Archbishop Timothy Costelloe, Wojciech Grzech and Chris Ellison with some of the scholarship recipients. Photo: UNDA/Supplied.
The KSC Education Foundation Inc has this year celebrated its 30th anniversary.
The scholarship ceremony, on Monday 5 December, was held in the Tannock Hall at the University of Notre Dame, Fremantle campus with special guest, Perth Archbishop Timothy Costelloe SDB speaking extensively about the fruits of the Fifth Plenary Council and its impact on Catholic Education.
The KSC Education Foundation was established in 1992 by members of the Knights of the Southern Cross (WA) and aims to support faith education in the Catholic education system. This has primarily been achieved through the annual scholarships to those teaching and giving witness to the Catholic faith in the Catholic education system.
In 2019, the Foundation commenced its support of the In Altum program, a leadership development and faith formation program for students at UNDA, designed to help students develop spiritually so they can serve the Church in a meaningful way.
This year, the Foundation also offered the Grace Doctoral Scholarship for a research project that would benefit Catholic education in Western Australia.
Grace Doctoral Scholarship recipient Taylor Glass (left) with Wojciech Grzech. Photo: UNDA/Supplied.
In his speech for the occasion, Archbishop Costelloe drew reference to the convening of the 2012 Year of Grace, explaining that it was conceived as an invitation to the whole Church in Australia to go on an extended retreat.
“The concept [of the Year of Grace] was based on two key principles which I am convinced remain central to the ongoing work of implementing the decrees of the Plenary Council,” Archbishop Costelloe explained.
“The first was that the challenges, difficulties and opportunities facing the Church in Australia were so many and so complex that, in order to begin to address them properly as disciples of Jesus, we needed to pause, reflect, and rediscover the basics of our Christian faith as we live it and believe it within the Catholic Community.
In a sense, highlighted Archbishop Costelloe, it was an invitation to do what the Second Vatican Council had taught: to come to grips with what Vatican II called the hierarchy of truths – to rediscover, in other words, what is most central to our identity as Catholics and to re-evaluate everything in the light of that.
The second key principle, he continued, flowed on from the first.
Knights of the Southern Cross WA Executive Officer John Walczak with UNDA Vice Chancellor Professor Francis Campbell, KSC Education Foundation Chair Wojciech Grzech and UNDA Chancellor Chris Ellison. Photo: UNDA/Supplied.
“It is the recognition that the most central aspect of our identity as Catholics is that we are disciples of Jesus Christ.
The bishops saw in the letter, Novo Millennio Ineunte, which Pope Saint John Paul II wrote to guide the Church as it entered the third millennium, explained Archbishop Costelloe the key to this.
“Pope John Paul II is speaking of the fundamental task of the Church.

* TO-DO LIST *
1: Rewrite the article on the KSC Education Foundation, starting with "In a sense, highlighted" and going on through "of Jesus Christ.", with "hierarchy of truths" changed to "ranking of truths".
2: Summarize the article on the KSC Education Foundation in two sentences.

* SUPPLIED MATERIAL *
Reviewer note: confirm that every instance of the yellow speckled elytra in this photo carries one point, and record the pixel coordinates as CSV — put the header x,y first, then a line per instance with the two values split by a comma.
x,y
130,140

* FULL ANSWERS *
1:
In a sense, highlighted Archbishop Costelloe, it was an invitation to do what the Second Vatican Council had taught: to come to grips with what Vatican II called the ranking of truths – to rediscover, in other words, what is most central to our identity as Catholics and to re-evaluate everything in the light of that.
The second key principle, he continued, flowed on from the first.
Knights of the Southern Cross WA Executive Officer John Walczak with UNDA Vice Chancellor Professor Francis Campbell, KSC Education Foundation Chair Wojciech Grzech and UNDA Chancellor Chris Ellison. Photo: UNDA/Supplied.
“It is the recognition that the most central aspect of our identity as Catholics is that we are disciples of Jesus Christ.

2: The KSC Education Foundation was set up in 1992 by members of the Knights of the Southern Cross (WA) to support faith education in the Catholic education system. It marked its 30th anniversary with a scholarship ceremony at the University of Notre Dame's Fremantle campus on Monday 5 December, where Perth Archbishop Timothy Costelloe recalled the 2012 Year of Grace and two principles behind it that he considers central to implementing the Plenary Council's decrees: rediscovering the basics of the faith, and recognizing that Catholics are above all disciples of Jesus Christ.